WHAT YOU WILL DO
Find the line that contains "Target: truck headlight". Restate it and each following line exactly, through the end of the records.

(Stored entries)
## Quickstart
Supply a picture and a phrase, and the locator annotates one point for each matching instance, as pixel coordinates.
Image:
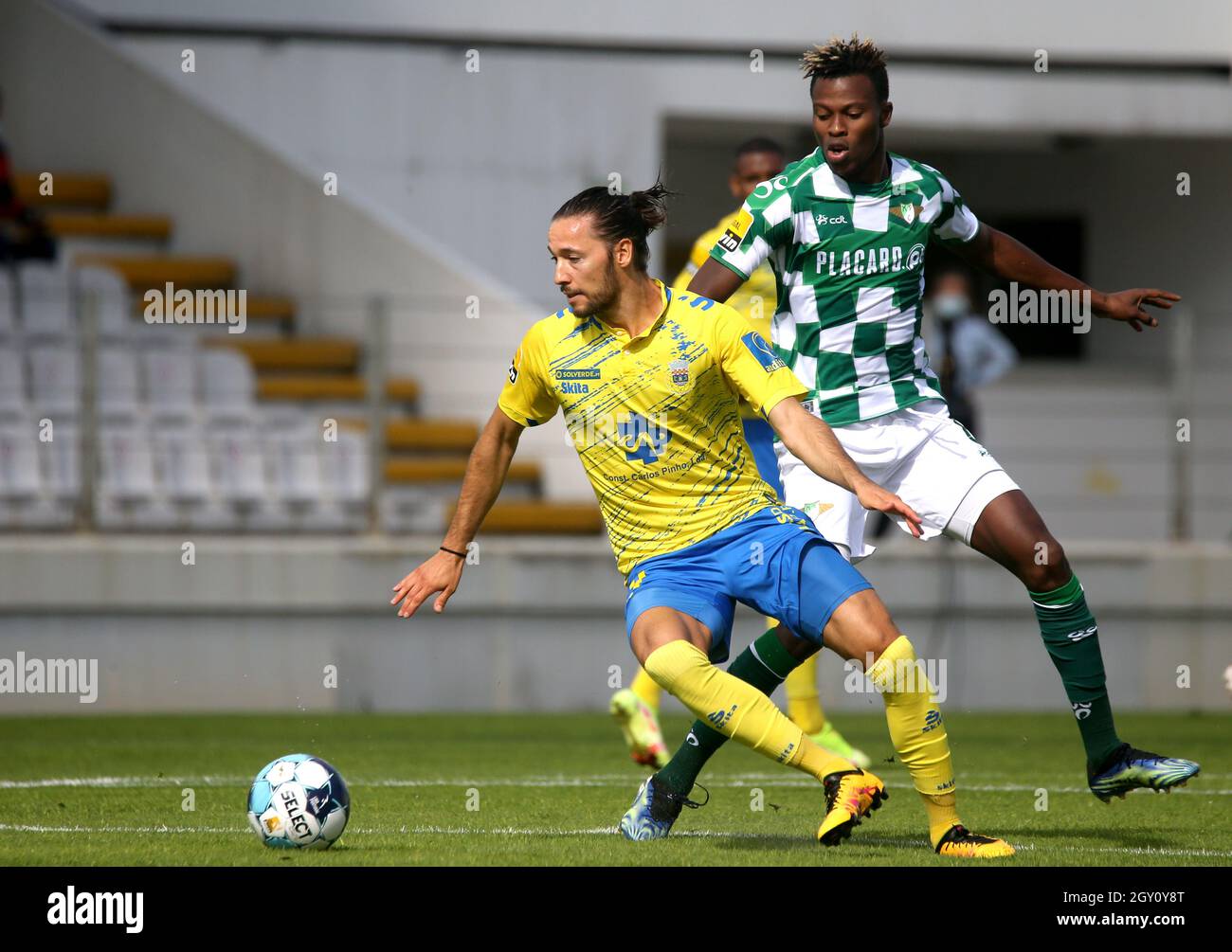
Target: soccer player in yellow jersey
(636, 707)
(649, 383)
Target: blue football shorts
(774, 561)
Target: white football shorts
(922, 455)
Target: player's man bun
(623, 216)
(850, 57)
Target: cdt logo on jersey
(762, 350)
(641, 439)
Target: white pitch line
(554, 832)
(600, 780)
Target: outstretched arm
(998, 254)
(715, 281)
(484, 476)
(812, 441)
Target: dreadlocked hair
(850, 57)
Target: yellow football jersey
(756, 298)
(654, 418)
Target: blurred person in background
(969, 352)
(23, 232)
(636, 707)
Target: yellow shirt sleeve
(528, 398)
(697, 259)
(750, 362)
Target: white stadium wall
(538, 626)
(446, 184)
(480, 160)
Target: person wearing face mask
(964, 348)
(23, 232)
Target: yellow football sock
(804, 702)
(737, 710)
(644, 688)
(918, 731)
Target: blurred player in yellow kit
(636, 709)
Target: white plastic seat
(118, 383)
(345, 466)
(12, 383)
(228, 386)
(171, 383)
(56, 380)
(45, 302)
(19, 462)
(126, 463)
(8, 308)
(110, 294)
(235, 462)
(183, 460)
(62, 462)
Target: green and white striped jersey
(849, 263)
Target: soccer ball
(299, 800)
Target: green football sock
(1072, 639)
(764, 664)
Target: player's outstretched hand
(875, 497)
(1128, 306)
(439, 574)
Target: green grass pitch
(550, 788)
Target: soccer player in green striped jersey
(845, 230)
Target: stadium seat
(56, 381)
(171, 383)
(8, 309)
(118, 383)
(12, 383)
(19, 460)
(126, 462)
(181, 460)
(226, 385)
(235, 462)
(62, 463)
(45, 302)
(110, 294)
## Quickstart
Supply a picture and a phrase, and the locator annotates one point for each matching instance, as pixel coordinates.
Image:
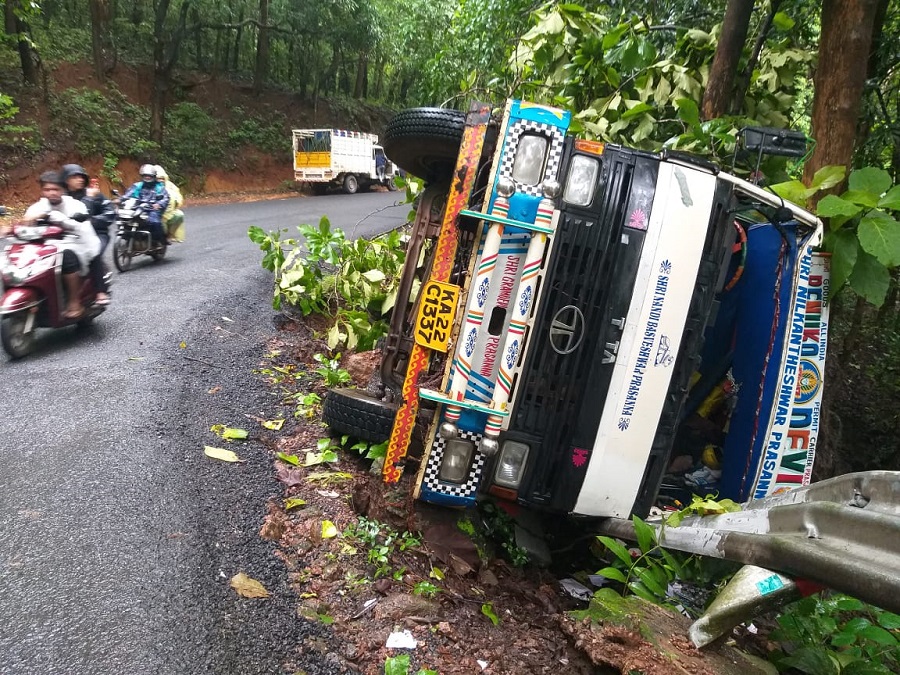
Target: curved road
(117, 536)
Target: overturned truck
(589, 329)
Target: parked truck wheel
(355, 413)
(425, 141)
(351, 185)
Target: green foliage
(352, 282)
(399, 665)
(426, 589)
(863, 234)
(628, 83)
(649, 571)
(381, 542)
(101, 124)
(266, 135)
(193, 139)
(330, 370)
(501, 527)
(836, 635)
(371, 450)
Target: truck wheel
(425, 141)
(355, 413)
(351, 185)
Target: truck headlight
(457, 460)
(511, 464)
(582, 180)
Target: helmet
(70, 170)
(148, 170)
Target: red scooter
(32, 290)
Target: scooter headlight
(457, 460)
(511, 464)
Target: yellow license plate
(435, 317)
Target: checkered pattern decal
(434, 484)
(515, 132)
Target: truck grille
(591, 271)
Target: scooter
(133, 236)
(32, 295)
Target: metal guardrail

REPLY
Target: truck headlight
(457, 460)
(511, 464)
(582, 180)
Target: helmet
(70, 170)
(148, 170)
Target: red scooter
(32, 290)
Target: scooter headlight
(457, 460)
(511, 464)
Target: yellow license plate
(435, 317)
Target: checkered pattern decal
(434, 484)
(515, 132)
Target: truck grille
(591, 271)
Target: scooter
(133, 236)
(32, 295)
Target: metal guardrail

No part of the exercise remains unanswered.